§ Zu erledigende Aufgaben
1 > Schreib den Urteilstext zwischen „Leitsatz (amtlich)“ und „erstinstanzlichen Schlussurteil vorbehalten.“, beides eingeschlossen, neu. Setz dabei „Landgericht Ulm“ an die Stelle von „LG Ulm“.
2 > Wie weit war laut Urteilstext die Scheune entfernt, in die die Rakete eindrang?

§ Textauszug
•••••
Leitsatz (amtlich)
Zum nachbarrechtlichen Ausgleichsanspruch bei Verursachung eines Brandes durch das Abfeuern einer Feuerwerksrakete von einem Nachbargrundstück.
Normenkette
BGB analog § 906 Abs. 2 S. 2; BGB § 823 Abs. 1
Verfahrensgang
LG Ulm (Urteil vom 26.10.2007; Aktenzeichen 4 O 262/07) |
Nachgehend
Tenor
Das Urteil des LG Ulm vom 26.10.2007 - 4 O 262/07, wird aufgehoben. Das Verfahren wird zur Verhandlung und Entscheidung über die Höhe des dem Grunde nach bestehenden nachbarrechtlichen Ausgleichsanspruchs der Klägerin an das LG Ulm zurückverwiesen.
Die Entscheidung auch über die Kosten des Berufungsverfahrens bleibt dem erstinstanzlichen Schlussurteil vorbehalten.
Das Urteil ist vorläufig vollstreckbar. Die Beklagte kann die Vollstreckung durch Sicherheitsleistung i.H.v. 110 % des zu vollstreckenden Betrags abwenden, wenn nicht die Klägerin vor der Vollstreckung Sicherheit in dieser Höhe leistet.
Die Revision wird nicht zugelassen.
Streitwert des Berufungsverfahrens: 417.720,91 EUR.
Gründe
I. Die Klägerin macht gegen den Beklagten gem. § 67 VVG auf sie übergegangene Ersatzansprüche aufgrund eines Brandschadens geltend, den der Beklagte durch das Abfeuern einer Leuchtrakete am 1.1.2006 um 20.21 Uhr verursacht hat.
Der Beklagte hatte vor dem von ihm bewohnten Haus eine Leuchtrakete in einen Schneehaufen gesteckt und gezündet. Die Rakete stieg zunächst ca. 5 Meter gerade nach oben, schwenkte dann zur Seite und drang durch eine Spalte von ca. 67 bis 87 mm Durchmesser zwischen der mit Eternit verkleideten Außenwand und dem Blech-Trapezdach in einer ca. 12 Meter entfernten Scheune ein, in der sie explodierte und innerhalb kürzester Zeit das Gebäude in Brand setzte.
Bezüglich der Einzelheiten des feststehenden Schadenshergangs sowie des Vortrags der Parteien wird auf den Tatbestand des Urteils des LG Ulm vom 26.10.2007 - 4 O 262/07, verwiesen.
•••••
Einträge zum Zeigen und Beschriften:
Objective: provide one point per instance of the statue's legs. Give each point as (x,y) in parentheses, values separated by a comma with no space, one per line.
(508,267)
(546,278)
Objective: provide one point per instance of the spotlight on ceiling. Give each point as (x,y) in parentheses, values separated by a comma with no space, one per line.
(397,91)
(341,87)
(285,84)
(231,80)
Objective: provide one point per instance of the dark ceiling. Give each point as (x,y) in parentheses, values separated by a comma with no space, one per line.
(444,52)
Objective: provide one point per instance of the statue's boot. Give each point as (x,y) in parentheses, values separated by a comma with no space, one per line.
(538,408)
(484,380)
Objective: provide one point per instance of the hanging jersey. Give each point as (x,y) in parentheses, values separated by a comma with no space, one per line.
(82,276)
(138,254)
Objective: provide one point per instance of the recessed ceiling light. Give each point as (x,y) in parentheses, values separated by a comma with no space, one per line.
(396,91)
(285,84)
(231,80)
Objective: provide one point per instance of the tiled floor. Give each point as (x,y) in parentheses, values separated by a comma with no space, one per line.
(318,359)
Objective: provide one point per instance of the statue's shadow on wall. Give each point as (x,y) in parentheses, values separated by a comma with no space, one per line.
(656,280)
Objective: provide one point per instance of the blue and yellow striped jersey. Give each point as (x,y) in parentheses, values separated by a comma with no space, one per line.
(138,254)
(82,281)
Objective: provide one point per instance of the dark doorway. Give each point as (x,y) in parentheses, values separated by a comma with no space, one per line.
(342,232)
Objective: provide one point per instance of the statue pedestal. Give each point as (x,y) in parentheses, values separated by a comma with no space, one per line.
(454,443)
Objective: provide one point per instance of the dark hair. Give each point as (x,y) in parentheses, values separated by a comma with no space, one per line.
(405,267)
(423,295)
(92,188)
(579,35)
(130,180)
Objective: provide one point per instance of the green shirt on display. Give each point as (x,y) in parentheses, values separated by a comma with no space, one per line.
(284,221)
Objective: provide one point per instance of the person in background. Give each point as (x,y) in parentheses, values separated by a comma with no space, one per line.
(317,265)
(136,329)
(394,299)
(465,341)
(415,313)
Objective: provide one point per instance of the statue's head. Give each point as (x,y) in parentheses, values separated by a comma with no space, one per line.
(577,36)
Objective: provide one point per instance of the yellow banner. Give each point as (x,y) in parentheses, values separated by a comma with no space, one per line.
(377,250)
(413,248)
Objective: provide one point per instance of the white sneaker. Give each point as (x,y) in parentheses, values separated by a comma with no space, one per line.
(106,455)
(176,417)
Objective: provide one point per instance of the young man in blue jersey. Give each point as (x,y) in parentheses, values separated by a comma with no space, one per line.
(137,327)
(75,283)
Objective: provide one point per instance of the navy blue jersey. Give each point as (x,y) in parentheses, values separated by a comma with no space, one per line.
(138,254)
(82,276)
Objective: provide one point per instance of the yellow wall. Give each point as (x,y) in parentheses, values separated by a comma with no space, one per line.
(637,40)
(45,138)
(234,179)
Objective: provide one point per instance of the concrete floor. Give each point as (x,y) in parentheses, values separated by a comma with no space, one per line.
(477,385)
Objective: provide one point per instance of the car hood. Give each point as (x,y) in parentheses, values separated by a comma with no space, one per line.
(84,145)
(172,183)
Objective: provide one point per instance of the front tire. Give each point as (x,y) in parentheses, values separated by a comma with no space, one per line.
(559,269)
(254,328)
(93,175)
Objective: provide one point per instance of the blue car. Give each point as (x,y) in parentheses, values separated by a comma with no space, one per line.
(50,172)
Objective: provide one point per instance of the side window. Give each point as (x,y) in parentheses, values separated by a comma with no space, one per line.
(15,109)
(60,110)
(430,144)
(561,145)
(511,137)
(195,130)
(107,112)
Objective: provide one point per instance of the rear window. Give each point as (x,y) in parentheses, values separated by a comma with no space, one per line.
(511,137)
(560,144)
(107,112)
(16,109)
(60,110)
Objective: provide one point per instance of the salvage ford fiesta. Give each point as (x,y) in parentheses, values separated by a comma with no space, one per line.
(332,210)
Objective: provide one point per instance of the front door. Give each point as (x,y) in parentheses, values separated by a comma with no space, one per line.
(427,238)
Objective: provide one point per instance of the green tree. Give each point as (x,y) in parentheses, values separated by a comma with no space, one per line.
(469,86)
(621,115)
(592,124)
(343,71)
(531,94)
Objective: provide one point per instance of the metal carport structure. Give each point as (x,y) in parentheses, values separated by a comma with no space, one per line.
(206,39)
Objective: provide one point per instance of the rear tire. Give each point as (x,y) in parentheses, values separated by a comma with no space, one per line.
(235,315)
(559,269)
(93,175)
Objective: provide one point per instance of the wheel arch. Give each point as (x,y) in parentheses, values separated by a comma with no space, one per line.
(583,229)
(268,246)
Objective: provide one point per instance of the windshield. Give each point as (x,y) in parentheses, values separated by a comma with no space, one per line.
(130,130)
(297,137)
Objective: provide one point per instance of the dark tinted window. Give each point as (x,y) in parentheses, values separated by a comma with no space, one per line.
•••••
§ Lösungen
1 >
Leitsatz (amtlich)
Zum nachbarrechtlichen Ausgleichsanspruch bei Verursachung eines Brandes durch das Abfeuern einer Feuerwerksrakete von einem Nachbargrundstück.
Normenkette
BGB analog § 906 Abs. 2 S. 2; BGB § 823 Abs. 1
Verfahrensgang
Landgericht Ulm (Urteil vom 26.10.2007; Aktenzeichen 4 O 262/07) |
Nachgehend
Tenor
Das Urteil des Landgericht Ulm vom 26.10.2007 - 4 O 262/07, wird aufgehoben. Das Verfahren wird zur Verhandlung und Entscheidung über die Höhe des dem Grunde nach bestehenden nachbarrechtlichen Ausgleichsanspruchs der Klägerin an das Landgericht Ulm zurückverwiesen.
Die Entscheidung auch über die Kosten des Berufungsverfahrens bleibt dem erstinstanzlichen Schlussurteil vorbehalten.

2 > Ungefähr 12 Meter.